=== Request ===
Starting at the line containing "For automation purposes, where is the waterfront" and ending at the line containing "[315,258,428,361]", output the lines of the items below as a JSON list of strings, one string per line, with blank lines omitted and both end lines included.

─── Dataset records ───

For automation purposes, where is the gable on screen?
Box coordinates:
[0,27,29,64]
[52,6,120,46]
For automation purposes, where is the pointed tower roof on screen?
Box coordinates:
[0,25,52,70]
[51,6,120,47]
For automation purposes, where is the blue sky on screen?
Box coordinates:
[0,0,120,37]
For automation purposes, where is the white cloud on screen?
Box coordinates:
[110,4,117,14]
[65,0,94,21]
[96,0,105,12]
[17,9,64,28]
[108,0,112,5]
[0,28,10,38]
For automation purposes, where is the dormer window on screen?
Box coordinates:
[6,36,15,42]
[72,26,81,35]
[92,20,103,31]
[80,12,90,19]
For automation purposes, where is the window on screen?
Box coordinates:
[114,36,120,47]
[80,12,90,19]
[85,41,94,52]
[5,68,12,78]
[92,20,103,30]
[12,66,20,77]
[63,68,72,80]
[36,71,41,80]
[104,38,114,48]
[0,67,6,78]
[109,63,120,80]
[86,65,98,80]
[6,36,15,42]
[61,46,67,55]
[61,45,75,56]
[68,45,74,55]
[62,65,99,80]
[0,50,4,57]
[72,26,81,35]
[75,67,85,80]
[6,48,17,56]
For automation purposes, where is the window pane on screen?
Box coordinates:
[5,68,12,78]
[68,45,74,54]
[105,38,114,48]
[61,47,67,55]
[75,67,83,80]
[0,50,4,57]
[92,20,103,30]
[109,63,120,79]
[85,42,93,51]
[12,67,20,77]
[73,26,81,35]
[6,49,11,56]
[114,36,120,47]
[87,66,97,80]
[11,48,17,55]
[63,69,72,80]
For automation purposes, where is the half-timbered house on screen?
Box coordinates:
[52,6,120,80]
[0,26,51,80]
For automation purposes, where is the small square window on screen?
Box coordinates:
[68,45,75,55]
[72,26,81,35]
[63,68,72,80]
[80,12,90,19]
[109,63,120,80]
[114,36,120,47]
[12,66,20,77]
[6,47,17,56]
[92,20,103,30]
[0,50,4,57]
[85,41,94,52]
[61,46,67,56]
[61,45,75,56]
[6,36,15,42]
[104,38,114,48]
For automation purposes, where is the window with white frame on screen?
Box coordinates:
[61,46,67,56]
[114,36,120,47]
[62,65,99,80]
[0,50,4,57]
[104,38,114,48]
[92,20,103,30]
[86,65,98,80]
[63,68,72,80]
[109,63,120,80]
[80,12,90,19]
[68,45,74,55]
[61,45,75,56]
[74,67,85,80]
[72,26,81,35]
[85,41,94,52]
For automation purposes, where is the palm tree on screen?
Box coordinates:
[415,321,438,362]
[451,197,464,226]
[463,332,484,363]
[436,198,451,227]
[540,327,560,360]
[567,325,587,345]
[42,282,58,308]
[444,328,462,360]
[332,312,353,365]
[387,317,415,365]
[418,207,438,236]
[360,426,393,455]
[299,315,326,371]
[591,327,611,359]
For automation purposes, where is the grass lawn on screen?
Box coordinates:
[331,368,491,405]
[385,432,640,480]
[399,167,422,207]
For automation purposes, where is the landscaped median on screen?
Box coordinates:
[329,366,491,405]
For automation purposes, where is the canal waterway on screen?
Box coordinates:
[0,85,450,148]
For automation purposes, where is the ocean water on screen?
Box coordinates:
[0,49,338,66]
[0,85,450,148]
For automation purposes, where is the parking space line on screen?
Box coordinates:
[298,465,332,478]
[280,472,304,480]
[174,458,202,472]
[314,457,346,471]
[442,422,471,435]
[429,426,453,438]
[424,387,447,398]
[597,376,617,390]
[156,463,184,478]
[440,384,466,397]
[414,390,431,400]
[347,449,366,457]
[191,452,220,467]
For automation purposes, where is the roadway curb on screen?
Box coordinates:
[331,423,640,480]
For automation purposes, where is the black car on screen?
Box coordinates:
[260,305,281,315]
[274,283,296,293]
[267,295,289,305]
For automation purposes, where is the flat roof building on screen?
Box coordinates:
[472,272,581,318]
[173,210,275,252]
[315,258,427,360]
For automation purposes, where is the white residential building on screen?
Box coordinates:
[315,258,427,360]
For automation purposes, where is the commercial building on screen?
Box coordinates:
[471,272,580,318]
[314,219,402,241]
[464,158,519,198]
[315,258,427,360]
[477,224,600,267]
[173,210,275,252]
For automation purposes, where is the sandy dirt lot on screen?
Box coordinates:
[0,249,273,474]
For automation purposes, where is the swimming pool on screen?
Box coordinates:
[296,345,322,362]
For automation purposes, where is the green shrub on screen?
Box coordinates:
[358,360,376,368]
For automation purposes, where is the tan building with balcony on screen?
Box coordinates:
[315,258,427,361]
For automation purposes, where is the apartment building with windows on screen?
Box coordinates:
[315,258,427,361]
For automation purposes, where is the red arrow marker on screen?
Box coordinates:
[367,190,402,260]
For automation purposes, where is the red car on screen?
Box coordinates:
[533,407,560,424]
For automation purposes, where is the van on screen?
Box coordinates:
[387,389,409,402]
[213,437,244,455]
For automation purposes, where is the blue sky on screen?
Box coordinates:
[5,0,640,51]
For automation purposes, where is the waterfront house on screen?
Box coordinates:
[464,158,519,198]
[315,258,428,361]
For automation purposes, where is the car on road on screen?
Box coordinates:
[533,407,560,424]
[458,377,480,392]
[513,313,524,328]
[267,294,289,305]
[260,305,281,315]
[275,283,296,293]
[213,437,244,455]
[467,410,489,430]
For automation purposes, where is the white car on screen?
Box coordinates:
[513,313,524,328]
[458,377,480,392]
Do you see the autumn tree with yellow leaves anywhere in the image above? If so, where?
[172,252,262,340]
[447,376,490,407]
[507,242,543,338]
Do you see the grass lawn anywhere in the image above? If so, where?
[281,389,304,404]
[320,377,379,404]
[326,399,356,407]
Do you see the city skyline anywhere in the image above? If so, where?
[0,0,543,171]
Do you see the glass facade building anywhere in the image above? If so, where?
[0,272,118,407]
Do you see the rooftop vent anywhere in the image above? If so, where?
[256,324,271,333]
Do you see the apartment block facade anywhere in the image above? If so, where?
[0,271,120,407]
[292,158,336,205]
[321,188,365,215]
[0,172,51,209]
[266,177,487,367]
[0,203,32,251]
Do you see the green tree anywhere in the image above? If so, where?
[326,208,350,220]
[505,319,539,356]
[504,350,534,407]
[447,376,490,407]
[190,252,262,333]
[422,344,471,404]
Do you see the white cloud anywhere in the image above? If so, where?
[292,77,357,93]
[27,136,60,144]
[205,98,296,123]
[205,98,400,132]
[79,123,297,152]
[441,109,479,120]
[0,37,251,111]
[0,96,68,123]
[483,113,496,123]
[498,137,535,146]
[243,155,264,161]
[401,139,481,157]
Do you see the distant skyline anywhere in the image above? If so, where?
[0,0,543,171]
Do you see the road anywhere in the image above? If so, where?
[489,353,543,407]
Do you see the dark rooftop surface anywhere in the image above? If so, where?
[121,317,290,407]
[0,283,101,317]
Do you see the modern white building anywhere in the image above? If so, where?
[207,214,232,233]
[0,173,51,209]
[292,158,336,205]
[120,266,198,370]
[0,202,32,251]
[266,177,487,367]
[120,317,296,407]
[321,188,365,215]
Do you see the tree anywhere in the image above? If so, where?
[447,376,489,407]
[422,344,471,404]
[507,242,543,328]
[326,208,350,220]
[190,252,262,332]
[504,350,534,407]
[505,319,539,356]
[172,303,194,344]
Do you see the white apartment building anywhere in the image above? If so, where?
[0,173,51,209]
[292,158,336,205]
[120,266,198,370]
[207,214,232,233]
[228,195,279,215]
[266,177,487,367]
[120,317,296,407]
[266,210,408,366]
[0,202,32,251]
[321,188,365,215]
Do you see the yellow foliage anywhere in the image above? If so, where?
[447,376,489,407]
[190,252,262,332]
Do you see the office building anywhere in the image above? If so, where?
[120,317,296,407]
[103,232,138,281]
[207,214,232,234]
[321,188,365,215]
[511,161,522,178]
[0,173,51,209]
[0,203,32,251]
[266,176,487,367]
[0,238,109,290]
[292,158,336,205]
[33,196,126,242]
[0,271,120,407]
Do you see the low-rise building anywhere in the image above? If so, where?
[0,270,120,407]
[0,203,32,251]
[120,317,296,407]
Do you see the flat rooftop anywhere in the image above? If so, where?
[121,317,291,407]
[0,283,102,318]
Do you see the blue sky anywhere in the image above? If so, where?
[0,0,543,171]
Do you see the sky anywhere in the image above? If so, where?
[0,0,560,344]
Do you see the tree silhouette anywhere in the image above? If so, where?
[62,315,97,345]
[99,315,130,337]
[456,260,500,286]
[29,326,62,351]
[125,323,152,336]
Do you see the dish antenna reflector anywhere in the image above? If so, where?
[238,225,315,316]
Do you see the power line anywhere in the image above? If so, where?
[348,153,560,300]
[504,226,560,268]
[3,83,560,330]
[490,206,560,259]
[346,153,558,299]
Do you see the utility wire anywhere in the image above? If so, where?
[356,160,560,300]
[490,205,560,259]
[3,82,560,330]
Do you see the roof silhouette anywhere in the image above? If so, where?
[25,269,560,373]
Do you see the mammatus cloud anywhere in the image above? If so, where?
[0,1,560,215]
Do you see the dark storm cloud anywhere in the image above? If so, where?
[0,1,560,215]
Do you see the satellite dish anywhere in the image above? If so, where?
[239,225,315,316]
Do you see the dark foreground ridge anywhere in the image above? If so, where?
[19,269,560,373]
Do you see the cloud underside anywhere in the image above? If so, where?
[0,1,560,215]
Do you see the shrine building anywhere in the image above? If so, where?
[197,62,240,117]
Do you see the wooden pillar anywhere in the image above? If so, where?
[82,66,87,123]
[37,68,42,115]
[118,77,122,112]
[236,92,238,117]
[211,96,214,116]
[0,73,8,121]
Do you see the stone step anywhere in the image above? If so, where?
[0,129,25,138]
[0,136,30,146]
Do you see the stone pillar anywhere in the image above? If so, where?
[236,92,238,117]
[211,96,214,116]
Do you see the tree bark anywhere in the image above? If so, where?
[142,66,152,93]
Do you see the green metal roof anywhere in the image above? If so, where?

───

=== Result of the task ===
[
  "For automation purposes, where is the waterfront house on screen?",
  "Box coordinates:",
  "[464,158,519,198]",
  "[315,258,428,361]"
]